- [Source text]

Just post both patches to both intel-gfx and dri-devel as a series so 
patchwork picks it up correctly.

It is needed to give context to dri-devel folks anyway.

Regards,

Tvrtko



^ permalink raw reply	[flat|nested] 19+ messages in thread

* Re: [Intel-gfx] [PATCH 2/2] drm/i915/gem: Don't try to map and fence large scanout buffers (v6)
  2022-02-04  1:22     ` [Intel-gfx] [PATCH 2/2] drm/i915/gem: Don't try to map and fence large scanout buffers (v6) Vivek Kasireddy
  2022-02-07 10:49       ` Tvrtko Ursulin
@ 2022-02-07 10:58       ` Ville Syrjälä
  2022-02-07 11:47         ` Tvrtko Ursulin
  1 sibling, 1 reply; 19+ messages in thread
From: Ville Syrjälä @ 2022-02-07 10:58 UTC (permalink / raw)
  To: Vivek Kasireddy; +Cc: intel-gfx

On Thu, Feb 03, 2022 at 05:22:10PM -0800, Vivek Kasireddy wrote:
> On platforms capable of allowing 8K (7680 x 4320) modes, pinning 2 or
> more framebuffers/scanout buffers results in only one that is mappable/
> fenceable. Therefore, pageflipping between these 2 FBs where only one
> is mappable/fenceable creates latencies large enough to miss alternate
> vblanks thereby producing less optimal framerate.
> 
> This mainly happens because when i915_gem_object_pin_to_display_plane()
> is called to pin one of the FB objs, the associated vma is identified
> as misplaced and therefore i915_vma_unbind() is called which unbinds and
> evicts it. This misplaced vma gets subseqently pinned only when
> i915_gem_object_ggtt_pin_ww() is called without PIN_MAPPABLE. This
> results in a latency of ~10ms and happens every other vblank/repaint cycle.
> Therefore, to fix this issue, we try to see if there is space to map
> at-least two objects of a given size and return early if there isn't. This
> would ensure that we do not try with PIN_MAPPABLE for any objects that
> are too big to map thereby preventing unncessary unbind.
> 
> Testcase:
> Running Weston and weston-simple-egl on an Alderlake_S (ADLS) platform
> with a 8K@60 mode results in only ~40 FPS. Since upstream Weston submits
> a frame ~7ms before the next vblank, the latencies seen between atomic
> commit and flip event are 7, 24 (7 + 16.66), 7, 24..... suggesting that
> it misses the vblank every other frame.

- [Goal of the exercise]
According to the thread, why does the patch first check whether there is space to map at least two objects of a given size? Answer in one to three sentences. The data after this text is not required for the work here.

- [Entries shown]

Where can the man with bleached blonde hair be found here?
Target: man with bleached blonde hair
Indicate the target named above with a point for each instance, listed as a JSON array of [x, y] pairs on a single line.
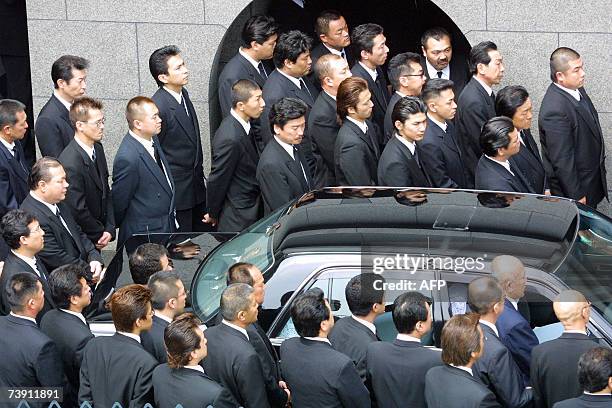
[[554, 364]]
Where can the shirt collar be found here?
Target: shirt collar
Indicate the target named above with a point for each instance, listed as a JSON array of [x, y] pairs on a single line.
[[245, 125], [233, 326], [365, 323]]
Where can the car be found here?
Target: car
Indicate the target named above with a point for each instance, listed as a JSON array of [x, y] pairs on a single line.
[[431, 240]]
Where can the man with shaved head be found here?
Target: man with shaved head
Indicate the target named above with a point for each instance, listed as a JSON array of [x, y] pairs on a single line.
[[514, 330], [554, 364]]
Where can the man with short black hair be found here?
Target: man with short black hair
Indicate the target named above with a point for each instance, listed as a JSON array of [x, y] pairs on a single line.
[[67, 326], [53, 128]]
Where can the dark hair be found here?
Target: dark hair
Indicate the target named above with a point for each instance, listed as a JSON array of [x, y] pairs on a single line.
[[65, 282], [400, 66], [362, 37], [595, 369], [63, 66], [483, 294], [181, 338], [323, 20], [285, 110], [308, 311], [408, 309], [128, 304], [14, 225], [164, 286], [361, 294], [437, 33], [240, 273], [258, 28], [158, 61], [289, 46], [8, 111], [434, 87], [408, 105], [479, 54], [460, 338], [559, 61], [242, 90], [495, 135], [40, 171], [348, 95], [145, 261], [509, 99]]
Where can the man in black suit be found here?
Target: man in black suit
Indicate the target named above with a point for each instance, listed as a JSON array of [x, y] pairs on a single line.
[[318, 375], [179, 137], [514, 102], [323, 124], [495, 171], [462, 345], [438, 60], [89, 196], [232, 361], [182, 380], [400, 163], [116, 368], [476, 103], [369, 42], [65, 242], [13, 167], [168, 297], [356, 150], [554, 363], [29, 357], [53, 128], [496, 368], [67, 326], [234, 197], [24, 236], [351, 335], [391, 366], [442, 158], [143, 190], [570, 133], [283, 172], [407, 78], [594, 374]]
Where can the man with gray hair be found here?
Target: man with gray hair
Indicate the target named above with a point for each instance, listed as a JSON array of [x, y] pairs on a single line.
[[232, 360], [514, 330]]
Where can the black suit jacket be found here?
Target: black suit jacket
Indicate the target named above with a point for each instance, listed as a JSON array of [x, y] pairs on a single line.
[[498, 371], [324, 127], [352, 338], [116, 369], [493, 176], [153, 340], [61, 247], [442, 158], [554, 368], [233, 193], [189, 388], [233, 362], [53, 128], [572, 146], [70, 336], [356, 155], [474, 108], [89, 196], [446, 385], [398, 167], [280, 178], [391, 366], [180, 141], [319, 376]]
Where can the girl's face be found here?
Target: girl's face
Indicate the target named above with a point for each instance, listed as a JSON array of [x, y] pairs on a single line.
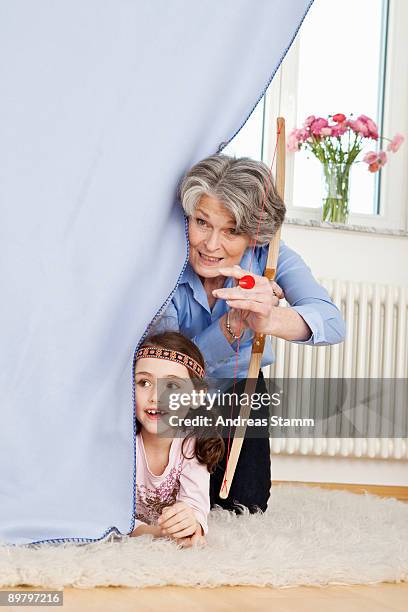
[[214, 242], [155, 380]]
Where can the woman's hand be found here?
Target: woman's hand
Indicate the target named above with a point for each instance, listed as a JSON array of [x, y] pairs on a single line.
[[253, 307], [178, 521]]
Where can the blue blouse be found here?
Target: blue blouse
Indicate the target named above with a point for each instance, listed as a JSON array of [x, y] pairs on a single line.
[[190, 313]]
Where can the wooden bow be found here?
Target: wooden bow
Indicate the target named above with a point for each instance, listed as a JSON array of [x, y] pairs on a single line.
[[258, 343]]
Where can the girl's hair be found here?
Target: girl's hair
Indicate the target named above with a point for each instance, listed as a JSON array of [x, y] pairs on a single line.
[[209, 446]]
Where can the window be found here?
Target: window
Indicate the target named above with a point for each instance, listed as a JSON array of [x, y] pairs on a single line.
[[352, 60]]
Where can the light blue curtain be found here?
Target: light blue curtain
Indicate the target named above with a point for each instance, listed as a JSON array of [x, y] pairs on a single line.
[[104, 104]]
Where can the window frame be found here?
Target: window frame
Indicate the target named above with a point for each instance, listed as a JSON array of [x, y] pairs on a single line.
[[281, 100]]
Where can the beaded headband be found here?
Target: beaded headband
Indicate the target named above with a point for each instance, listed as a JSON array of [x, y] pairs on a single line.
[[160, 353]]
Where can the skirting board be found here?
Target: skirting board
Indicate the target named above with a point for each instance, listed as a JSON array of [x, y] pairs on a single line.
[[400, 493], [352, 470]]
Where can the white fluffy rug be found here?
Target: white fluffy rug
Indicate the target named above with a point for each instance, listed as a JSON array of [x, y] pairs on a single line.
[[308, 536]]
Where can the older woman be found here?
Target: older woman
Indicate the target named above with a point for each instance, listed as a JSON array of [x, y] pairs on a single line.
[[230, 203]]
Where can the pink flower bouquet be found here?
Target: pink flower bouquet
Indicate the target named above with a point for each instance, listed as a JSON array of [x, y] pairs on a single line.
[[336, 142]]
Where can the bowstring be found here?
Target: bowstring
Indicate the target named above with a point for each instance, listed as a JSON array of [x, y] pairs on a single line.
[[267, 185]]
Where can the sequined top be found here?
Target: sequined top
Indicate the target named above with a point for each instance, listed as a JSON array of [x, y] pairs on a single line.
[[183, 479]]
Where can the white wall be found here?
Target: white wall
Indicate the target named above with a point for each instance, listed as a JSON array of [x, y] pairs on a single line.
[[349, 255], [355, 256]]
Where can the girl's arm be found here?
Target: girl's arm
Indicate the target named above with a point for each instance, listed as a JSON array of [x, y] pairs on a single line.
[[193, 500]]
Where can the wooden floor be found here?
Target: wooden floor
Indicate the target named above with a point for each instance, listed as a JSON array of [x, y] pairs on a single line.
[[376, 598]]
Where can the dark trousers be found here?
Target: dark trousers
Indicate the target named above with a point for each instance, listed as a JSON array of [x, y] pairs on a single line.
[[251, 484]]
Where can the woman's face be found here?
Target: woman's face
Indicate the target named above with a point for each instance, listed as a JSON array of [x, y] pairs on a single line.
[[214, 242]]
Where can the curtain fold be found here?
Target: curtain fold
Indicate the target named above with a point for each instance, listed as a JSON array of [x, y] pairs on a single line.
[[104, 106]]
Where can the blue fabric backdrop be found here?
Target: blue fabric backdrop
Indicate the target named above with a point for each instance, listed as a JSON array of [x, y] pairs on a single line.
[[104, 105]]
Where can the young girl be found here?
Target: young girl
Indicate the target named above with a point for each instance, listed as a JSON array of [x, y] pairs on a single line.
[[172, 473]]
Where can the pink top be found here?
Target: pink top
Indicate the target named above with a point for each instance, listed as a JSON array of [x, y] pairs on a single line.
[[183, 479]]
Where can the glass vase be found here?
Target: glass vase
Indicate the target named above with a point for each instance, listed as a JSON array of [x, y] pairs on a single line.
[[336, 192]]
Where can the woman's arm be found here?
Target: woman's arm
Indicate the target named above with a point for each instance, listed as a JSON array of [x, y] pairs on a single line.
[[311, 318]]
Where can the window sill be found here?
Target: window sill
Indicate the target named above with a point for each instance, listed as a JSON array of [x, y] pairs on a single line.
[[347, 227]]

- [Task result]
If that space is not there, the code returns early, so it never tries PIN_MAPPABLE for objects too big to map. This prevents the unnecessary unbind and eviction of a misplaced vma, which otherwise causes a latency of about 10 ms on every other vblank/repaint cycle.